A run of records
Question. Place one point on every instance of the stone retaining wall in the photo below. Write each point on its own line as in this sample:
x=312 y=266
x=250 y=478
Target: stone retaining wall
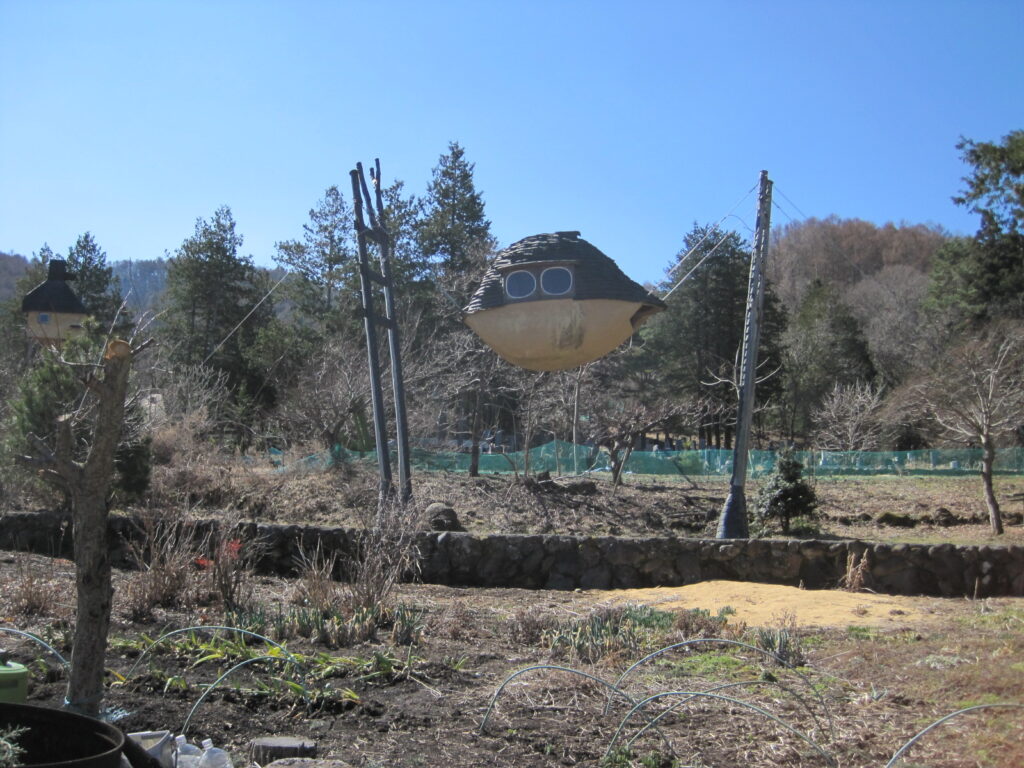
x=569 y=562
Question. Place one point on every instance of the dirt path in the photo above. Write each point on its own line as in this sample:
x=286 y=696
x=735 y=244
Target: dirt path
x=767 y=604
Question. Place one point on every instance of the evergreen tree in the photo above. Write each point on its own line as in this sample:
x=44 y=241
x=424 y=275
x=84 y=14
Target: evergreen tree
x=824 y=346
x=454 y=232
x=215 y=304
x=984 y=279
x=325 y=260
x=95 y=284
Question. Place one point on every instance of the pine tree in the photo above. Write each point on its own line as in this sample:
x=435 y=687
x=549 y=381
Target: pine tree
x=454 y=232
x=214 y=307
x=95 y=284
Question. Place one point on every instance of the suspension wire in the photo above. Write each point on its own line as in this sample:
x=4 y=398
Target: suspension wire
x=712 y=229
x=775 y=188
x=695 y=266
x=248 y=315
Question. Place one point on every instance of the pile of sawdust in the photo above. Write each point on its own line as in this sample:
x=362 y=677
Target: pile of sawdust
x=770 y=604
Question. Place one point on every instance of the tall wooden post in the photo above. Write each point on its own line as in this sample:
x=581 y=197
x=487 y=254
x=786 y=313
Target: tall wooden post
x=370 y=324
x=377 y=233
x=732 y=523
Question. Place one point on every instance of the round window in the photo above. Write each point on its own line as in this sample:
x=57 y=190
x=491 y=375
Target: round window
x=556 y=281
x=520 y=284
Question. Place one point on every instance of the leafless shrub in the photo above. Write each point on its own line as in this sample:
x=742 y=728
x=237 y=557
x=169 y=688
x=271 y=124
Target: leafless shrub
x=229 y=565
x=850 y=419
x=858 y=572
x=166 y=556
x=316 y=587
x=385 y=554
x=33 y=592
x=697 y=623
x=527 y=626
x=453 y=623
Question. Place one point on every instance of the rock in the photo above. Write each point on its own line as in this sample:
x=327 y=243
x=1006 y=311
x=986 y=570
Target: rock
x=442 y=517
x=944 y=517
x=309 y=763
x=898 y=521
x=273 y=749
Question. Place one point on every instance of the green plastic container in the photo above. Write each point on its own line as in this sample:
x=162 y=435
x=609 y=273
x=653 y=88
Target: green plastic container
x=13 y=682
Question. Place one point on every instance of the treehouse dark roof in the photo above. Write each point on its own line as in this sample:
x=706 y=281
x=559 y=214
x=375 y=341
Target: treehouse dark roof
x=597 y=276
x=53 y=295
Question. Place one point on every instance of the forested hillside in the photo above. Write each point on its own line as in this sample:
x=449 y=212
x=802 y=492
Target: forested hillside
x=860 y=323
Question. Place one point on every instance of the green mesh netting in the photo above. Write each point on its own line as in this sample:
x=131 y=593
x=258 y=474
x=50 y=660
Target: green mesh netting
x=565 y=459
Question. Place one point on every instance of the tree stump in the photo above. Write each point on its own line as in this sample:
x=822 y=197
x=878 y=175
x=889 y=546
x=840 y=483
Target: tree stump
x=267 y=749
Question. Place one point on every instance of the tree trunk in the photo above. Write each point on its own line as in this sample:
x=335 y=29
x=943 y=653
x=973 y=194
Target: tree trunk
x=987 y=459
x=92 y=620
x=90 y=486
x=474 y=451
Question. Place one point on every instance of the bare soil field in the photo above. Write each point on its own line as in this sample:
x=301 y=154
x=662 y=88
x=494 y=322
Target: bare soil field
x=413 y=684
x=891 y=508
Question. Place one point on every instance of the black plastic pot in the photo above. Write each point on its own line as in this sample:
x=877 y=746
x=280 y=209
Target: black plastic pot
x=61 y=738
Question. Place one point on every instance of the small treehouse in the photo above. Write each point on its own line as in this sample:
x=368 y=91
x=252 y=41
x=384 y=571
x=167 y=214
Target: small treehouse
x=551 y=302
x=53 y=312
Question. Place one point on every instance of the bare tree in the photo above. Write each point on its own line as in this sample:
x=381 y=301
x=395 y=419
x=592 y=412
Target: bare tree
x=849 y=418
x=977 y=395
x=87 y=482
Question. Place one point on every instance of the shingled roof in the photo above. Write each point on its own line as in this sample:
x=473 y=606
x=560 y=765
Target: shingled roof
x=53 y=295
x=597 y=276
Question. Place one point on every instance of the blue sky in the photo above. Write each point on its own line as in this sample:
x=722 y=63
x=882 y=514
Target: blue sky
x=627 y=121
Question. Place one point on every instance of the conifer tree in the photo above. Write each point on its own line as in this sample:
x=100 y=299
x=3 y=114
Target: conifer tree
x=454 y=232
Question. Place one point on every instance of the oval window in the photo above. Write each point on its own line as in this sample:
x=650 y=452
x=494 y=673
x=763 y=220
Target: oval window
x=556 y=281
x=520 y=284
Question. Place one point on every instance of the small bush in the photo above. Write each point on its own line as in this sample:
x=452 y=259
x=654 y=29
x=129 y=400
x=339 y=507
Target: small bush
x=166 y=557
x=316 y=586
x=697 y=623
x=33 y=592
x=607 y=632
x=785 y=495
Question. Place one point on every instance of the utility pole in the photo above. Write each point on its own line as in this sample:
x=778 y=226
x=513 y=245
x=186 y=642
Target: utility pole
x=732 y=523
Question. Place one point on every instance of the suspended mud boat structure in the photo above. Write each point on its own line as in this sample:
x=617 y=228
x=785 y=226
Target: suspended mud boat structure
x=551 y=302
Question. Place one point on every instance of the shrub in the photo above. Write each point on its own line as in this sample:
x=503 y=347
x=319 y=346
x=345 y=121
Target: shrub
x=785 y=495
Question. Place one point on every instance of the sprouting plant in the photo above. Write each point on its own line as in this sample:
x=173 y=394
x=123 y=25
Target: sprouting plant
x=782 y=644
x=407 y=628
x=455 y=663
x=10 y=751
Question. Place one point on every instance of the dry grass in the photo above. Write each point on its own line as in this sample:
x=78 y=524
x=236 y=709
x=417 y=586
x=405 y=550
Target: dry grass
x=34 y=591
x=316 y=586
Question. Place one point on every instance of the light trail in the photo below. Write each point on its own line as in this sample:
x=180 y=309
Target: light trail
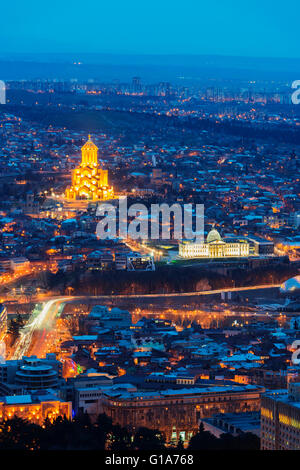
x=44 y=319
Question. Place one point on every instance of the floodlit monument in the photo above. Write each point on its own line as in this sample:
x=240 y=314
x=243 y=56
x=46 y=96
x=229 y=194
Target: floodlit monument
x=89 y=180
x=214 y=247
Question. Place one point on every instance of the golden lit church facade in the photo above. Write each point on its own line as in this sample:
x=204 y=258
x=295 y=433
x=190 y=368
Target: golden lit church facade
x=214 y=247
x=89 y=180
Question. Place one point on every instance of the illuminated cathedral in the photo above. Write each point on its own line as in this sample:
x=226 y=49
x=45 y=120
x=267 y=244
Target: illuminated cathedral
x=89 y=181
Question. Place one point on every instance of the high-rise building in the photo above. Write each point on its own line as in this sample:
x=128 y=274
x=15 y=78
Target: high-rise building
x=3 y=321
x=89 y=181
x=280 y=419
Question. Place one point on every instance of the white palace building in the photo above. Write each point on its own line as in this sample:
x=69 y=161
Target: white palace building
x=214 y=247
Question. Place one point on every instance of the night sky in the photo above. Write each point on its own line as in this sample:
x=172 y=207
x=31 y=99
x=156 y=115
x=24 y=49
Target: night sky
x=258 y=28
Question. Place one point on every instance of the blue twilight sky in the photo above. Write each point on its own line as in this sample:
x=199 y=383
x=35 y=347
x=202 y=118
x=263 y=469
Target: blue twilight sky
x=225 y=27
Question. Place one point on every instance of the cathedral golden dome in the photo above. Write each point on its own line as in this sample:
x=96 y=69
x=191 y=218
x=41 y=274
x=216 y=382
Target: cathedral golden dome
x=89 y=145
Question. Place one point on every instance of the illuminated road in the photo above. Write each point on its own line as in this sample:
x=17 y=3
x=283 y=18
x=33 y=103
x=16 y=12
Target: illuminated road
x=31 y=336
x=36 y=334
x=183 y=294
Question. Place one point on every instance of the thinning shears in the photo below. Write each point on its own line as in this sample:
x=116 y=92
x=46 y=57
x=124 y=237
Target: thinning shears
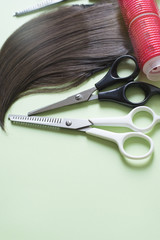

What the task asks: Could you return the records word for word, from their very start through the line that contains "x=770 y=604", including that line, and leave the pictures out?

Worked solution:
Question. Place one point on every instance of the stone retaining wall in the photo below. Write each point on its own line as in this sample:
x=312 y=266
x=250 y=478
Target: stone retaining wall
x=569 y=562
Question. Place one point on every instance of the dirt path in the photo above. Write each point on its own line as in this sample:
x=286 y=696
x=735 y=244
Target: dirt path
x=767 y=604
Question. Place one point on every instance of the evergreen tree in the photo above. Write each point on its own line as in this sample:
x=44 y=241
x=424 y=275
x=84 y=14
Target: evergreen tree
x=824 y=346
x=454 y=232
x=215 y=304
x=984 y=279
x=325 y=260
x=95 y=284
Question. Place one point on every instance of the pine tree in the photo above. Write each point on its own line as in this sample:
x=435 y=687
x=549 y=381
Target: pine tree
x=454 y=232
x=214 y=307
x=95 y=284
Question. Place one point on every instance of the suspension wire in the photo above. Write each point on its own line as in this sample:
x=4 y=398
Target: suspension wire
x=712 y=229
x=775 y=188
x=695 y=266
x=248 y=315
Question. Place one point on every instance of the pile of sawdust in the photo above. Write each point on its own line as in this sample:
x=362 y=677
Target: pile of sawdust
x=770 y=604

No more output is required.